Problem to work on
From the line containing "the horse grazing" through the last line of the data, return those lines exactly as written and nothing more.
── Records for this task ──
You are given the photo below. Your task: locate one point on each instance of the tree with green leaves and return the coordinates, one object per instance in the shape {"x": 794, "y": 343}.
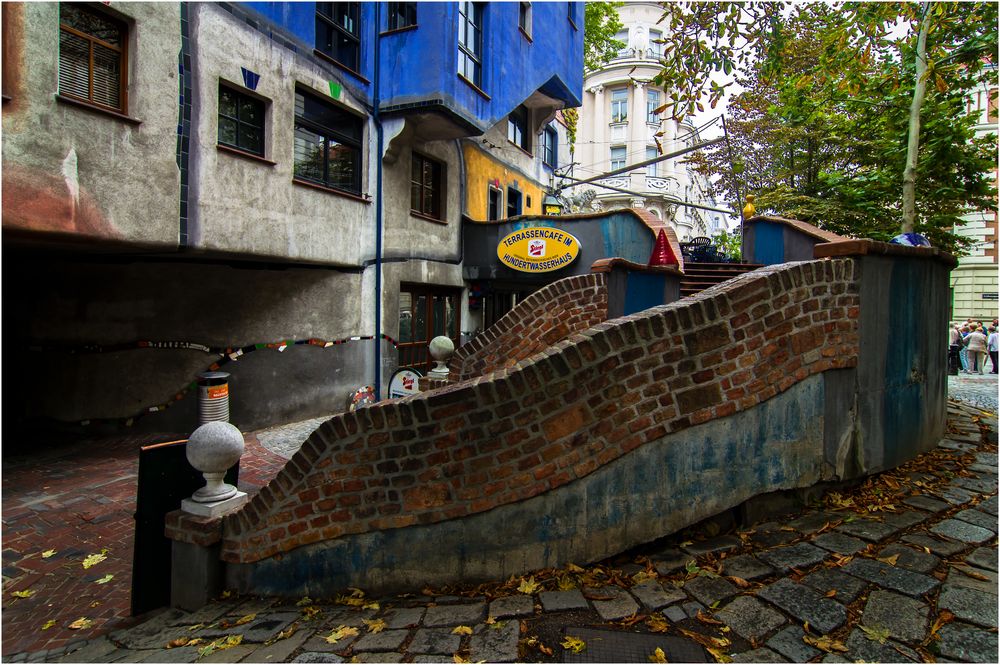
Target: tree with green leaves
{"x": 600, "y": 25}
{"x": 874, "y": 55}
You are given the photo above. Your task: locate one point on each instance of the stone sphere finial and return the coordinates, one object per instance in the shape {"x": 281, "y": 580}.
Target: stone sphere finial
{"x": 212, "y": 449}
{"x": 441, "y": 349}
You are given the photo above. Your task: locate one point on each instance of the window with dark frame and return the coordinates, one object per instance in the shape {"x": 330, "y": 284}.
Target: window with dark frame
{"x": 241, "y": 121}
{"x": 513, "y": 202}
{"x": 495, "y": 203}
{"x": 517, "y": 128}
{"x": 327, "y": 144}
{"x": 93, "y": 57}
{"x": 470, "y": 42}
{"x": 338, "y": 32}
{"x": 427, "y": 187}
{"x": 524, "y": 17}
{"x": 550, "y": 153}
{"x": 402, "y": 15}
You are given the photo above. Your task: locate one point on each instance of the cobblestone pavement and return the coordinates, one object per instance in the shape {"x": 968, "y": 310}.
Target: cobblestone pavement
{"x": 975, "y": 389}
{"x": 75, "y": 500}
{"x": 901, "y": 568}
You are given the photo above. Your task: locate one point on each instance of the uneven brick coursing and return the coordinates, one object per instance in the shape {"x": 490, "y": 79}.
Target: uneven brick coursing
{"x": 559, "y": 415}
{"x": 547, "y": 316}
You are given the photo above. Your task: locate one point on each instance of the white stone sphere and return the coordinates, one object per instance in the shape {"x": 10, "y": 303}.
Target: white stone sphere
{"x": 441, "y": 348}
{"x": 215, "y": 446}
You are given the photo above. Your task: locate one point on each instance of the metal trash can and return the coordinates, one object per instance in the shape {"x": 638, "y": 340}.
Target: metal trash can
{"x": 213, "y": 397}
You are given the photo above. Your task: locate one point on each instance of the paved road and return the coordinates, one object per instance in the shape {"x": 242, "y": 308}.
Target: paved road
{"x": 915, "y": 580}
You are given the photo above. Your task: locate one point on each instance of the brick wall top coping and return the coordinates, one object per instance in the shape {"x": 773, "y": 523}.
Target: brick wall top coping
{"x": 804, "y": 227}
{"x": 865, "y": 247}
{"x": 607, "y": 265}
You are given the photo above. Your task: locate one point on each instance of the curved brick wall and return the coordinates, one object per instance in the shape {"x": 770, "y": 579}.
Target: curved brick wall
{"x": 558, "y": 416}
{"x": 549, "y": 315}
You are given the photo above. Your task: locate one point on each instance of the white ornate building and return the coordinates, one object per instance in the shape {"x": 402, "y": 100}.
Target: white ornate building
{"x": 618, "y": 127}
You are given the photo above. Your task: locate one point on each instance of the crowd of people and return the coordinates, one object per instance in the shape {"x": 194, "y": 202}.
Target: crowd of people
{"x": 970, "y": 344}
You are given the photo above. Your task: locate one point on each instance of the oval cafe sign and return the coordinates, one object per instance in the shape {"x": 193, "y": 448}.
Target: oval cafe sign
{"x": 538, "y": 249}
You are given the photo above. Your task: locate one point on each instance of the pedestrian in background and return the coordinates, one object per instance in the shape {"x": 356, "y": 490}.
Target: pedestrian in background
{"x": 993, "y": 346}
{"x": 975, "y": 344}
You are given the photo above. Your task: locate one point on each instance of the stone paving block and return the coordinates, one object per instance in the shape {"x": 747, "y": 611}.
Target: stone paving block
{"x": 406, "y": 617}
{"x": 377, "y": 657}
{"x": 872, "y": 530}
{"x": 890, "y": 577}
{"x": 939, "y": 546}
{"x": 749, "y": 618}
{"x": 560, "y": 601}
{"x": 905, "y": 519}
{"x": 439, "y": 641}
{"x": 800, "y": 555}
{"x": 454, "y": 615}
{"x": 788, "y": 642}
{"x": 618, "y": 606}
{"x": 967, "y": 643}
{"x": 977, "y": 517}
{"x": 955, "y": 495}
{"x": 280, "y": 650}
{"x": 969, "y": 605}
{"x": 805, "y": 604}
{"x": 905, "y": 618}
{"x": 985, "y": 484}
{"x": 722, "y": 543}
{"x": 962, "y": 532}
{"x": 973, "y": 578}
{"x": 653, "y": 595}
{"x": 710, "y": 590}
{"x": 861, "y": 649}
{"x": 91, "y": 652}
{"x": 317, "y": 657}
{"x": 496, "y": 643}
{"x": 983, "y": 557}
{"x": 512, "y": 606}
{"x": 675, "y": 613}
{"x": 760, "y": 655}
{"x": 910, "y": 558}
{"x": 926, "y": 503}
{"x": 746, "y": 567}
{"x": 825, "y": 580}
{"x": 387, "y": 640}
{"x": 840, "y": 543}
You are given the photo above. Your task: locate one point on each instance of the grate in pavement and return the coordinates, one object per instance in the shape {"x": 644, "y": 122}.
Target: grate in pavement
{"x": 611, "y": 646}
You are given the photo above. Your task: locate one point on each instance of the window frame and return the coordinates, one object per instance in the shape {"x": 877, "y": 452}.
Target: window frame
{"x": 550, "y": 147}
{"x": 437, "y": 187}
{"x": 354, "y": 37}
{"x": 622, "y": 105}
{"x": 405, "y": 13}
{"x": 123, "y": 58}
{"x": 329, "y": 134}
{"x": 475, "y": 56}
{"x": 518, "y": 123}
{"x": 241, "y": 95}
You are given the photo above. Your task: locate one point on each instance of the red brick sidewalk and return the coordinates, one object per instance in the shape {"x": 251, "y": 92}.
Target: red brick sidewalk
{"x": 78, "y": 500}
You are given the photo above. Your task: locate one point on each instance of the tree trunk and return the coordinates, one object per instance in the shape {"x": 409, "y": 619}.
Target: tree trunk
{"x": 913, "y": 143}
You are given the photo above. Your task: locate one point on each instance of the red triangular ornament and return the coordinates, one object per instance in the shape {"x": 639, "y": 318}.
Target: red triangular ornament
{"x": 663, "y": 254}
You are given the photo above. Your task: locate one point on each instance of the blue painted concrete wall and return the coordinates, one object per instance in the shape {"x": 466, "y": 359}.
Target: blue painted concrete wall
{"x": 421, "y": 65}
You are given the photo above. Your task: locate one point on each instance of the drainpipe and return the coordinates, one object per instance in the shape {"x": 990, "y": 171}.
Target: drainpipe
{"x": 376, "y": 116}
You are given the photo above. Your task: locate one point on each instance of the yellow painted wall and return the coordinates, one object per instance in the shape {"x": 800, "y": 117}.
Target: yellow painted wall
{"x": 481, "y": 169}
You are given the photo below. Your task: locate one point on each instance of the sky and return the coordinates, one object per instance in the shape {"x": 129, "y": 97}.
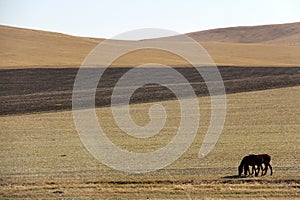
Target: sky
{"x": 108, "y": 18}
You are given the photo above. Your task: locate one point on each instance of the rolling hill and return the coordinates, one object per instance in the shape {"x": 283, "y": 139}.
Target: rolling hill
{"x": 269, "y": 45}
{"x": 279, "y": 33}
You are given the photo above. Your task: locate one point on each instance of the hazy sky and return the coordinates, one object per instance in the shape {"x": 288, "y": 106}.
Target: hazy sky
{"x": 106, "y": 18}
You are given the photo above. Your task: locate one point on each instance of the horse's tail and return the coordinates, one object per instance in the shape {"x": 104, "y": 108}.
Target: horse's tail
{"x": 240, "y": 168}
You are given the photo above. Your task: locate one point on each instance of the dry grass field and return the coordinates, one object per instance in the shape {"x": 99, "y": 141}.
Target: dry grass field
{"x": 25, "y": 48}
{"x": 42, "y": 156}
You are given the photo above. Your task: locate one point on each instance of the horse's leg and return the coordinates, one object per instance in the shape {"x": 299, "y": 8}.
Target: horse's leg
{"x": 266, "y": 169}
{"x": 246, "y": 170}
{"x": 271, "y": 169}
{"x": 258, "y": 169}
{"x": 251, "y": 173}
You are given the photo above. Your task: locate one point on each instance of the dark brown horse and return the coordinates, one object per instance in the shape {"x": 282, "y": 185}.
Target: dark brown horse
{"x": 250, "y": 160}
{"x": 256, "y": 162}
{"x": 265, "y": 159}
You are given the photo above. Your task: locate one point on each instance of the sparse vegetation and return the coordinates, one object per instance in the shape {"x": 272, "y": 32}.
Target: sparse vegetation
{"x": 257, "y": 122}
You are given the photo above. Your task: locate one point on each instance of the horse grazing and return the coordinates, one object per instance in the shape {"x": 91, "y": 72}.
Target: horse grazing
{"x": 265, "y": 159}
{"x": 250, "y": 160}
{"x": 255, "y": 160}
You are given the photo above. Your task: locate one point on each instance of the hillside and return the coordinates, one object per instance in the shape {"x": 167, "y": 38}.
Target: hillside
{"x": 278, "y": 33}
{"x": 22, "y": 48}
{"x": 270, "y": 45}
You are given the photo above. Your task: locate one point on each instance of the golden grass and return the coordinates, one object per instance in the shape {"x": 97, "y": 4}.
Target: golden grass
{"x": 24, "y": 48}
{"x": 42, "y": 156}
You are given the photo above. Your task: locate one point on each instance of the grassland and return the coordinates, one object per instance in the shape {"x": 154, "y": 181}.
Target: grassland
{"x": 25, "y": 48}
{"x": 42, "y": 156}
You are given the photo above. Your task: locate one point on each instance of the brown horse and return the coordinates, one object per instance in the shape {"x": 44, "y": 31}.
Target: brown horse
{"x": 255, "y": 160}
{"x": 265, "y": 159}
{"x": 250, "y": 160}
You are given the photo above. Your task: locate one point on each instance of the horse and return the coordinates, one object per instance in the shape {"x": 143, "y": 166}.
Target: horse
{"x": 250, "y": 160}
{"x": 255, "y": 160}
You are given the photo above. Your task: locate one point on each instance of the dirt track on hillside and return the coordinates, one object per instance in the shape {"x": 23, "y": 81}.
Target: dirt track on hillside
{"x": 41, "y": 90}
───
Response for this exercise
You are given the photo above. Your task: locate one point on each instance of the horse grazing and return the coordinates, one object per instance in the shape {"x": 91, "y": 72}.
Target: horse grazing
{"x": 265, "y": 159}
{"x": 250, "y": 160}
{"x": 255, "y": 160}
You are given the photo above. Your task: locate one point on each instance of the hillside and return the coordinates, one object per instance in the shape {"x": 167, "y": 38}.
Target: hillside
{"x": 278, "y": 33}
{"x": 22, "y": 48}
{"x": 270, "y": 45}
You are given the photo above. Your task: locate one point on each instance of the golden grass and return the coordinates, one object per instance in the shape {"x": 97, "y": 4}.
Target: golden grass
{"x": 24, "y": 48}
{"x": 42, "y": 156}
You are given the photo above. Your task: locate one point on each instance of the grassland and return the coordinates, one object per instance in the shape {"x": 154, "y": 181}.
Target: grassland
{"x": 25, "y": 48}
{"x": 42, "y": 156}
You are given the photo above. Your task: locate one point on each instance of the brown horse and return the coordinates, one object per instance in the shape {"x": 44, "y": 31}.
Target: brown horse
{"x": 255, "y": 160}
{"x": 265, "y": 159}
{"x": 250, "y": 160}
You are given the photo above. Your task: locate one point on each instance of the horse and return the coordinates, one object per instance in the shape {"x": 143, "y": 166}.
Target: horse
{"x": 250, "y": 160}
{"x": 255, "y": 160}
You are given the photo above. Your task: locate one point on each instance of the dirt track on hillside and return the coordinates, one object per instance in the shape {"x": 23, "y": 81}.
Target: dirt track on hillside
{"x": 41, "y": 90}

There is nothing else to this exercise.